▶ **Exercise task**
The output should consist solely of the line containing "of the house?" and the lines that follow it through the end of the data below.

begin Supplied entries

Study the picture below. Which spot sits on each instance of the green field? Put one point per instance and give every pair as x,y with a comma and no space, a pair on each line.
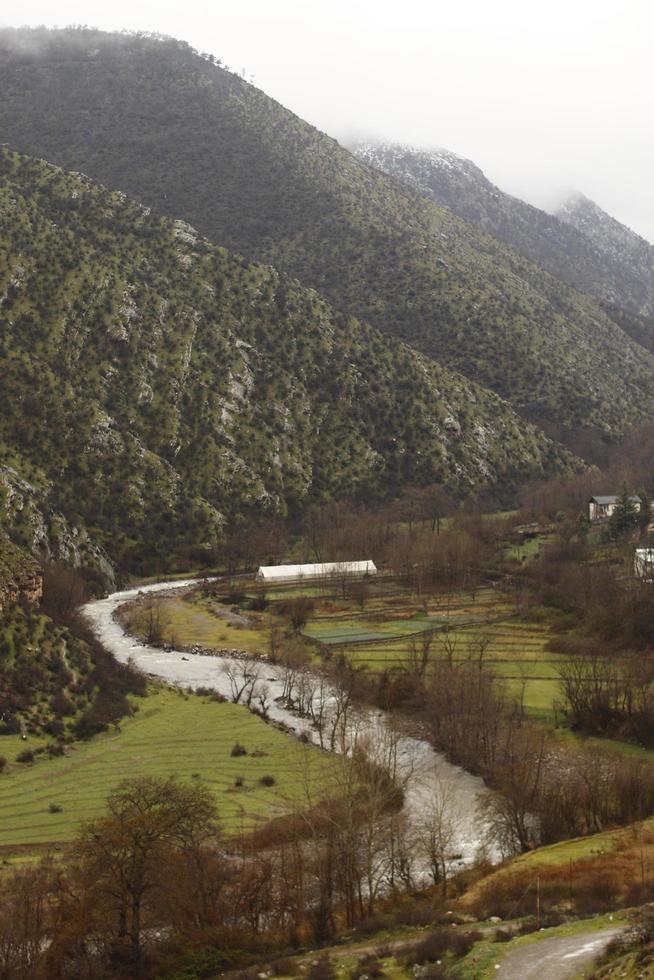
173,733
379,633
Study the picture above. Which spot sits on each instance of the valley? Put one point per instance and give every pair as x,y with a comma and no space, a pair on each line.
326,530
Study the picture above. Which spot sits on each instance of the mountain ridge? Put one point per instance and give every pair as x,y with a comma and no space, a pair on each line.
567,243
186,137
159,386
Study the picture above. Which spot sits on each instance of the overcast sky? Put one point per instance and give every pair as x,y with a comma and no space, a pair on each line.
546,97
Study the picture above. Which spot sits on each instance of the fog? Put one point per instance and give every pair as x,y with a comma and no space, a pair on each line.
547,99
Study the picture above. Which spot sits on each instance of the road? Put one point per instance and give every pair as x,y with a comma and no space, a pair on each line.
557,957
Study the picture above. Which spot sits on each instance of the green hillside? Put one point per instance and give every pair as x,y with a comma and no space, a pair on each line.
158,386
175,130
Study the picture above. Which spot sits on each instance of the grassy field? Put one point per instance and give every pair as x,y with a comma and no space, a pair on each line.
379,633
172,734
483,960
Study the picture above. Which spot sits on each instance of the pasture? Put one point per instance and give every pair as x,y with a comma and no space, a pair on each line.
174,733
379,630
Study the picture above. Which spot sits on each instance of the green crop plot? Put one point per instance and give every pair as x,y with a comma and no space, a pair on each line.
173,733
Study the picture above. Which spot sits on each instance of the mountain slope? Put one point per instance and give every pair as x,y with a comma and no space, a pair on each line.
580,245
156,386
616,246
187,137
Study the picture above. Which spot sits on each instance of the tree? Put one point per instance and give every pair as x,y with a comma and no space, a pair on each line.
125,859
624,518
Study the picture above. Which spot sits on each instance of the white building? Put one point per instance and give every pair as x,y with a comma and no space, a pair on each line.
644,564
318,571
602,507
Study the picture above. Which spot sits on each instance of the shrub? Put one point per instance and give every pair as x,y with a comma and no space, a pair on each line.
285,968
434,946
321,969
368,966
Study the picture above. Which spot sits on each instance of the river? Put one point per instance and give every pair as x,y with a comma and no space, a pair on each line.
425,773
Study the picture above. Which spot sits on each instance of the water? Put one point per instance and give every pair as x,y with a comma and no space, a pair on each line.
425,774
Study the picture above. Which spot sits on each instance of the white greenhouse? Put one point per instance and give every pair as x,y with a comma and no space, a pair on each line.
316,571
644,564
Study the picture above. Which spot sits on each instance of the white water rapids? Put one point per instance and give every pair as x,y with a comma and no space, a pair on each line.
425,774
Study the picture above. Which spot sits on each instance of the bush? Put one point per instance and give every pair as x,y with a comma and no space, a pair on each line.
434,946
321,969
285,968
368,966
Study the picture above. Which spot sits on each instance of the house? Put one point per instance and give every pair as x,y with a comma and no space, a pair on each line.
272,574
644,564
602,507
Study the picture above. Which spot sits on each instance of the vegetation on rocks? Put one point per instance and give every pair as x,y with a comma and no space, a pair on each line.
179,132
159,387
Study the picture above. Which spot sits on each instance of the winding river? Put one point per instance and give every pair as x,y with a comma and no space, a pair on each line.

end Supplied entries

▶ **Result below**
Study the picture above. Which spot sits on each instance of the house? Put one point per instance and give every pair as x,y with a comma and no space, a pair on each line.
272,574
644,564
602,507
Study the picture above. Which spot sits on each instance of the vegetation on rocks? Put one point per instance and give every pair as x,y with a comma and no space, a pair on each line.
179,132
159,387
Study the picture above. Which spot sits on each instance of the winding river? Put one point per instance and give every pair as x,y with a comma and no space, a pair on each line.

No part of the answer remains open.